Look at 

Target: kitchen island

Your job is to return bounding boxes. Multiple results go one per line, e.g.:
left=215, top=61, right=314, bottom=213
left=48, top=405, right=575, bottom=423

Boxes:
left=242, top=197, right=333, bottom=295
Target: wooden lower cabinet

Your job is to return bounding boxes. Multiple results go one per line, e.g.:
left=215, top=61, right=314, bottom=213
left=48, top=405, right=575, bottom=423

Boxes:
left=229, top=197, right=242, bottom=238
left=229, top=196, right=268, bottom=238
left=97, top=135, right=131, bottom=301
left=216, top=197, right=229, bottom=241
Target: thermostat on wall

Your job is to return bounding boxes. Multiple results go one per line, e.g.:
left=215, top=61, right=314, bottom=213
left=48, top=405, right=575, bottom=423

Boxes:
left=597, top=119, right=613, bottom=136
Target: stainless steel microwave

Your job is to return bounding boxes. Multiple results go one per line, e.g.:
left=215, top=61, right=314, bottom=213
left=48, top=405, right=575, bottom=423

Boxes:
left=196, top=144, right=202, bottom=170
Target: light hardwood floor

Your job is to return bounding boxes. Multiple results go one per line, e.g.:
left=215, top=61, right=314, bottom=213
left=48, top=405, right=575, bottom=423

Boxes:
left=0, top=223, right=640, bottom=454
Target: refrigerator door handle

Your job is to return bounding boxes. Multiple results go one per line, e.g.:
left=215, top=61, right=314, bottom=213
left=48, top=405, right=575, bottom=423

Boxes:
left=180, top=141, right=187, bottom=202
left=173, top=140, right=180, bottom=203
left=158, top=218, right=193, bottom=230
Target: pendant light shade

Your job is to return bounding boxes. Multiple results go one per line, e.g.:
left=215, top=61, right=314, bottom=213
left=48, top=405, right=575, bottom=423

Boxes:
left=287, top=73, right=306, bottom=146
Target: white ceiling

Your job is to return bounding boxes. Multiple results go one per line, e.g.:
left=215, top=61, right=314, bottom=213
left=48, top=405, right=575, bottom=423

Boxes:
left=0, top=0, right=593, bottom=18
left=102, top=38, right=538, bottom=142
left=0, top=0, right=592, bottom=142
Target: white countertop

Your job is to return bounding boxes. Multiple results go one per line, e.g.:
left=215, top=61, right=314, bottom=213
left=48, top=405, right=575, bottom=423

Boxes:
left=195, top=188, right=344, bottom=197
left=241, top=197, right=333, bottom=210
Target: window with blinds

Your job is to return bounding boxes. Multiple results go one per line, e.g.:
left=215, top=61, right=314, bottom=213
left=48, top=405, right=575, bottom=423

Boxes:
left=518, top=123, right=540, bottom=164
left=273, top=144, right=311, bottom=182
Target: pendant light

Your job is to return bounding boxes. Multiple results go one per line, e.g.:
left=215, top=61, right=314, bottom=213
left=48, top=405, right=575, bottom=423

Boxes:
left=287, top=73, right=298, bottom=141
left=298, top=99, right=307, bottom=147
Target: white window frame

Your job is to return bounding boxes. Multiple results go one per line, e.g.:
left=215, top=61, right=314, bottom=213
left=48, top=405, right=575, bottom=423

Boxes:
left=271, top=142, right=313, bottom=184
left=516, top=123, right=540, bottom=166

——————

What you should do:
Rewrite the material above with "bounding boxes" swapped for "box coordinates" at every occurrence, keeping everything else unchanged.

The output:
Look at 

Target: kitchen island

Your job is to return box coordinates. Multiple results go one per line, e.g.:
left=215, top=61, right=314, bottom=213
left=48, top=405, right=575, bottom=423

Boxes:
left=242, top=197, right=333, bottom=295
Target: wooden lower cabinet

Your job is to return box coordinates. Multiple results go one per line, e.g.:
left=215, top=61, right=314, bottom=213
left=48, top=405, right=575, bottom=423

Boxes:
left=229, top=197, right=242, bottom=238
left=229, top=196, right=268, bottom=238
left=97, top=135, right=131, bottom=301
left=216, top=197, right=229, bottom=241
Target: thermostat on wall

Your job is to return box coordinates. Multiple results go one per line, e.g.:
left=215, top=61, right=314, bottom=213
left=48, top=405, right=575, bottom=423

Boxes:
left=597, top=119, right=613, bottom=136
Target: stainless steel microwave

Your job is to return box coordinates. Multiple results go one per line, e.g.:
left=215, top=61, right=314, bottom=213
left=48, top=405, right=575, bottom=423

Boxes:
left=196, top=144, right=202, bottom=170
Target: light hardwood floor

Your job is to return box coordinates. Multiple results go one per line, e.g.:
left=215, top=61, right=314, bottom=213
left=48, top=405, right=575, bottom=423

Boxes:
left=0, top=223, right=640, bottom=454
Target: refrigerator door handle

Your job is to return box coordinates. Multiple results go one per line, e.g.:
left=215, top=61, right=314, bottom=213
left=48, top=405, right=575, bottom=423

Boxes:
left=180, top=141, right=187, bottom=202
left=173, top=140, right=180, bottom=203
left=158, top=218, right=193, bottom=230
Target: pendant light shade

Your job is to return box coordinates. Multiple results go one per line, e.g.:
left=215, top=61, right=314, bottom=213
left=48, top=405, right=575, bottom=423

Boxes:
left=287, top=73, right=306, bottom=146
Target: white ceiling

Your job is to return box coordinates. Multiple results go one per line, e.g.:
left=215, top=61, right=314, bottom=213
left=48, top=405, right=575, bottom=423

Boxes:
left=0, top=0, right=593, bottom=18
left=102, top=38, right=538, bottom=142
left=0, top=0, right=592, bottom=142
Target: white countertop

Your job is to return box coordinates. Multiple results go one per line, e.g.:
left=215, top=61, right=314, bottom=213
left=48, top=405, right=575, bottom=423

Boxes:
left=195, top=188, right=344, bottom=197
left=241, top=197, right=333, bottom=210
Target: window with blinds

Your job is to return box coordinates. Multiple results go one per line, e.g.:
left=215, top=61, right=314, bottom=213
left=48, top=405, right=575, bottom=423

Boxes:
left=518, top=123, right=540, bottom=164
left=273, top=144, right=311, bottom=182
Target: pendant light

Your job is to return box coordinates. Multiple results go one per line, e.g.:
left=215, top=61, right=314, bottom=213
left=48, top=405, right=575, bottom=423

Boxes:
left=287, top=73, right=298, bottom=141
left=298, top=99, right=307, bottom=147
Target: white window frame

Your job is to return box coordinates. Multiple results go one per line, e.g.:
left=215, top=61, right=314, bottom=213
left=48, top=405, right=575, bottom=423

Boxes:
left=271, top=142, right=313, bottom=184
left=516, top=123, right=540, bottom=166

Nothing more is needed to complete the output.